> [ARTICLE]
begin

It's not the most glamorous model on the market, but JVC's Everio GZ-HM330 will easily provide most families with everything they need from a high-definition camcorder, for a very acceptable price.

Nik Rawlinson
Nik Rawlinson has been writing about tech since Windows 95 was looking distinctly futuristic. He is a former Editor of MacUser magazine and one-time scribe for Personal Computer World. Nik is a freelance writer and is not an employee of CNET.
Nik Rawlinson
4 min read

Compromise isn't always a bad thing, particularly when it comes to camcorders. After all, they can be very expensive items, and if you're not careful, you could easily end up wasting a whole sack of cash on features you don't really need and picture quality you'll never really take full advantage of.


JVC Everio GZ-HM330

The Good

Great value;. good video quality;. useful selection of features;. 30x optical zoom;. grip belt transforms into wrist strap.

The Bad

Conventional design;. below-par photo quality;. Laser Touch control takes some getting used to.

The Bottom Line

It's not the most glamorous model on the market, but JVC's Everio GZ-HM330 will easily provide most families with everything they need from a high-definition camcorder, for a very acceptable price.

If you're just looking for something to film family videos, it's likely you'll want a good balance of quality, convenience, features and, above all, value. At around £300, the JVC Everio GZ-HM330 could well be one to consider.

end

> [TASK REQUIREMENTS]
1. Please list each point the camcorder review gives under "The Good."
2. Transcribe the camcorder review starting at the words "Compromise isn't always" and ending after "full advantage of.".
The listing plays no part in this work.

> [COLLECTED DATA]
begin

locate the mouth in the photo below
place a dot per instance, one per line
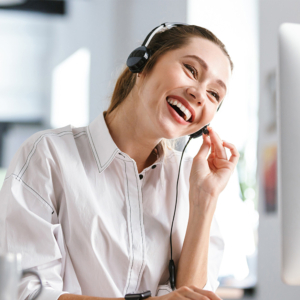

end

> [OUTPUTS BY TASK]
1.
- Great value
- Good video quality
- Useful selection of features
- 30x optical zoom
- Grip belt transforms into wrist strap

2.
Compromise isn't always a bad thing, particularly when it comes to camcorders. After all, they can be very expensive items, and if you're not careful, you could easily end up wasting a whole sack of cash on features you don't really need and picture quality you'll never really take full advantage of.